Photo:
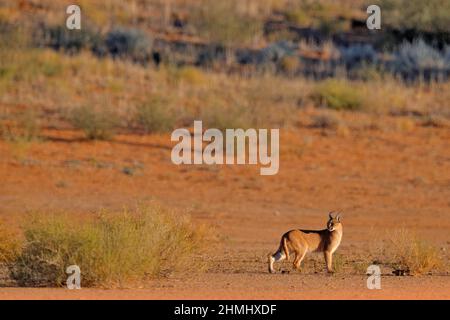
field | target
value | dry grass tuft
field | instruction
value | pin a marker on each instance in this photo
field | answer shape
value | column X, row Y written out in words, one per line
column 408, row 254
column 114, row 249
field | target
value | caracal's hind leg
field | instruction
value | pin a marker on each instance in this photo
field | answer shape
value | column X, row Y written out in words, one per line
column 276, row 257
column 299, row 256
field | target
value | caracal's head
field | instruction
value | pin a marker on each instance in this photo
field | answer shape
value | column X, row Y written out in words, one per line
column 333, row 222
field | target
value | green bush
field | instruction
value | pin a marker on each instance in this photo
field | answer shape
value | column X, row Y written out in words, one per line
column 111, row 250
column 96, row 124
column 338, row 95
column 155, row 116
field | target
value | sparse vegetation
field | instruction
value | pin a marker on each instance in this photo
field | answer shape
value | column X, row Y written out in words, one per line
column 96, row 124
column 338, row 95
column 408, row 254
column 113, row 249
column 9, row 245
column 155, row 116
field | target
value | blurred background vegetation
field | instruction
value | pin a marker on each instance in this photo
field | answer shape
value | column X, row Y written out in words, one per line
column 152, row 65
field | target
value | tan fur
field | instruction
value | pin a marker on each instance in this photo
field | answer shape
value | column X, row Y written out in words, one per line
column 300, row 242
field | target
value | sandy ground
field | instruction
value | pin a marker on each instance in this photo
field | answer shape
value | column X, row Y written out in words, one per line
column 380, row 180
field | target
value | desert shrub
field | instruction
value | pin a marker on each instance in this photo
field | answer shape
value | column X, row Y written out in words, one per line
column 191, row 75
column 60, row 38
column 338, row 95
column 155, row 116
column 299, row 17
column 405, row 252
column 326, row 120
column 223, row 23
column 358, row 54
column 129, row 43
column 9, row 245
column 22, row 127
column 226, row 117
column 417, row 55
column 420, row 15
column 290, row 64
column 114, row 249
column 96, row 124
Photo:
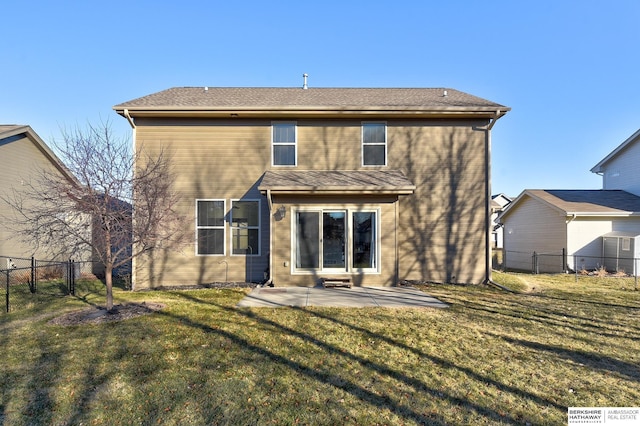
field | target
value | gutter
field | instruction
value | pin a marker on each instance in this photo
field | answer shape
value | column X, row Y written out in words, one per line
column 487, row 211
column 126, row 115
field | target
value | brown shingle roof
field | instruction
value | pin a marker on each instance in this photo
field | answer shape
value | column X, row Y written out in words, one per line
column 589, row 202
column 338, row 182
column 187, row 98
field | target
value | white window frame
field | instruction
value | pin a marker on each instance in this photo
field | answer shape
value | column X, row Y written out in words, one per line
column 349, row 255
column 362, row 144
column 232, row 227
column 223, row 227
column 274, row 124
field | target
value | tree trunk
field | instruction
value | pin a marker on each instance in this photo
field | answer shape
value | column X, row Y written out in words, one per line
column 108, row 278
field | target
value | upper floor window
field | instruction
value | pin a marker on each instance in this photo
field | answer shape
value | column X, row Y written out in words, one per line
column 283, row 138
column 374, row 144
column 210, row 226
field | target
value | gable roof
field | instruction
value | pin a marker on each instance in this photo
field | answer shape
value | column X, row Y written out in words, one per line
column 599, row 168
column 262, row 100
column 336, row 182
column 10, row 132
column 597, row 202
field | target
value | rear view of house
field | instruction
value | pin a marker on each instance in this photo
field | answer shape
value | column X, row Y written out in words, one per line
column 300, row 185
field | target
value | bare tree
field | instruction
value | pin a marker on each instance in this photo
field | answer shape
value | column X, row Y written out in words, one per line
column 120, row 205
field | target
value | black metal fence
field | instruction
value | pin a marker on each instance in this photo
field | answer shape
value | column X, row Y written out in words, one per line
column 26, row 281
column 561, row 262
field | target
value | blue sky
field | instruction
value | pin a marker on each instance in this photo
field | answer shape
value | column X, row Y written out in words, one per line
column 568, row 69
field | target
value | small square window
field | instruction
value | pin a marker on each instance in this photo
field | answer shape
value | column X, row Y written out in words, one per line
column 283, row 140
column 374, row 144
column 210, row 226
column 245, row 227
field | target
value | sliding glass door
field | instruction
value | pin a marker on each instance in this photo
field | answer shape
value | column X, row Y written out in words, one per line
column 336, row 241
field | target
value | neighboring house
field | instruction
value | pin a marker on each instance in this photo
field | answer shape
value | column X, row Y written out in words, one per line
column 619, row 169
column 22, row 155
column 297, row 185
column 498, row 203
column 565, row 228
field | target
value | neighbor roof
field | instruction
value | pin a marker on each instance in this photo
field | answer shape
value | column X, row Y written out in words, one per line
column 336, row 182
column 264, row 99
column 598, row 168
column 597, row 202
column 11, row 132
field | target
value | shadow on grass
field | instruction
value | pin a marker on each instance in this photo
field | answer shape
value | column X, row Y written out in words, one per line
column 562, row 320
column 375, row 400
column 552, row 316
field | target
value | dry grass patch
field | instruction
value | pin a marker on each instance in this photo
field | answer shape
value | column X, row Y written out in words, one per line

* _ACTIVITY_:
Restate each entry word for word. Omit every picture.

* _RESPONSE BELOW_:
Photo:
field | target
value | dry grass tuft
field | instruction
value | pin a marker on each instance in this photo
field | answer shape
value | column X, row Y written out in words, one per line
column 408, row 254
column 114, row 249
field | target
value | caracal's hind leg
field | instruction
value | pin a marker on each instance in this photo
field | answer shape
value | column X, row Y written out in words, one per line
column 276, row 257
column 299, row 256
field | target
value | caracal's head
field | instruction
value | pin a marker on each instance in this photo
field | answer shape
value | column X, row Y written out in words, one per line
column 333, row 222
field | target
value | green bush
field | instruction
value | pin a marker on each instance in this photo
field | answer shape
value | column X, row Y written out in words, one per line
column 111, row 250
column 96, row 124
column 338, row 95
column 155, row 116
field | target
value | sparse vegetation
field | instruction
value | pin a marker on each instance in this photo
field | answer shape
value | column X, row Y written out in words, one per line
column 96, row 124
column 338, row 95
column 408, row 254
column 113, row 249
column 9, row 245
column 155, row 116
field | target
value | blurred background vegetation
field | instruction
value | pin a marker on each instance in this photo
field | answer shape
value | column X, row Y written out in words, one per line
column 152, row 65
field | target
value | tan fur
field | instruction
value | pin a marker on each instance in this photo
field | answer shape
value | column X, row Y written out in words, one per line
column 300, row 242
field | target
value | sandy ground
field | instruction
value | pin a marker on each instance in this photo
field | answer shape
value | column X, row Y written out in words, one per line
column 380, row 180
field | target
value | desert shrub
field | instruction
value | pin a marker on each instance in this photo
field | answer shape
value | column X, row Y written out in words, one per line
column 191, row 75
column 60, row 38
column 338, row 95
column 155, row 116
column 299, row 17
column 405, row 252
column 326, row 120
column 223, row 23
column 358, row 54
column 129, row 43
column 9, row 245
column 22, row 127
column 226, row 117
column 417, row 55
column 420, row 15
column 290, row 64
column 114, row 249
column 96, row 124
Photo:
field | target
value | gutter
field | instruction
value | pin a marker on each instance in this photo
field | answer shape
value | column X, row Y written out in words, one per line
column 487, row 211
column 126, row 115
field | target
value | brown shingle roof
field | instruction
value | pin a marker on each instance in this photo
field | answer shape
value | column X, row Y written out in words, one per line
column 589, row 202
column 338, row 182
column 187, row 98
field | target
value | white window frame
field | instruction
value | pin a marker on each instance in this photo
field | answer shape
value | column X, row Y written out in words, one per line
column 349, row 255
column 362, row 144
column 232, row 227
column 223, row 227
column 274, row 124
field | target
value | tree trunk
field | instruction
value | pin a marker on each instance in this photo
field | answer shape
value | column X, row Y written out in words, one per line
column 108, row 278
field | target
value | upper floor window
field | instruction
value | pin a marker on each instance in this photo
field | answer shape
value | column X, row Y written out in words, one per line
column 283, row 138
column 374, row 144
column 210, row 226
field | target
value | gable roof
field | instruction
value | pin a marker on each instance in this photo
field | answer shape
value | column X, row Y written out in words, one per line
column 599, row 168
column 262, row 100
column 336, row 182
column 10, row 132
column 597, row 202
field | target
value | rear view of house
field | instruction
value | pin a marker on each instance in this photo
field | answer shape
value | column X, row Y written out in words, one per line
column 300, row 185
field | target
value | bare tree
field | instruction
value | pin a marker on each instance in this photo
field | answer shape
value | column X, row Y written out in words, one per line
column 120, row 205
field | target
value | black metal fence
field | instruction
value | pin a marker on each instance in this photo
field | answer shape
value | column X, row Y written out in words, one per line
column 26, row 281
column 561, row 262
field | target
value | blue sky
field | instruction
value | pin a marker on each instance in this photo
field | answer shape
value | column X, row Y written out in words, one per line
column 568, row 69
field | target
value | small square window
field | instruction
value | pin a marker on each instance in this photo
field | answer shape
value | column X, row Y written out in words, one per line
column 283, row 140
column 374, row 144
column 210, row 226
column 245, row 227
field | target
value | sliding glass door
field | instruction
value | pin a marker on each instance in this photo
field | answer shape
value | column X, row Y written out in words, one per line
column 336, row 241
field | target
value | neighboring house
field | instruction
value | pin a marker on each instance in this photo
field | answer shape
value | column X, row Y written out in words, one per line
column 619, row 169
column 22, row 155
column 297, row 185
column 498, row 203
column 565, row 228
field | target
value | neighbor roof
field | instruction
value | pin a marker on each instance in this photo
field | answer shape
value | column X, row Y written out in words, one per line
column 336, row 182
column 264, row 99
column 598, row 168
column 597, row 202
column 11, row 132
field | target
value | shadow on grass
field | instruction
value | pin a marker on each instance in this photo
field | answer shape
value | column X, row Y written out in words, one per line
column 562, row 320
column 375, row 400
column 552, row 316
field | target
value | dry grass patch
field | instruction
value | pin a marker on each instance in this photo
field | answer shape
value | column X, row Y written out in words, one per line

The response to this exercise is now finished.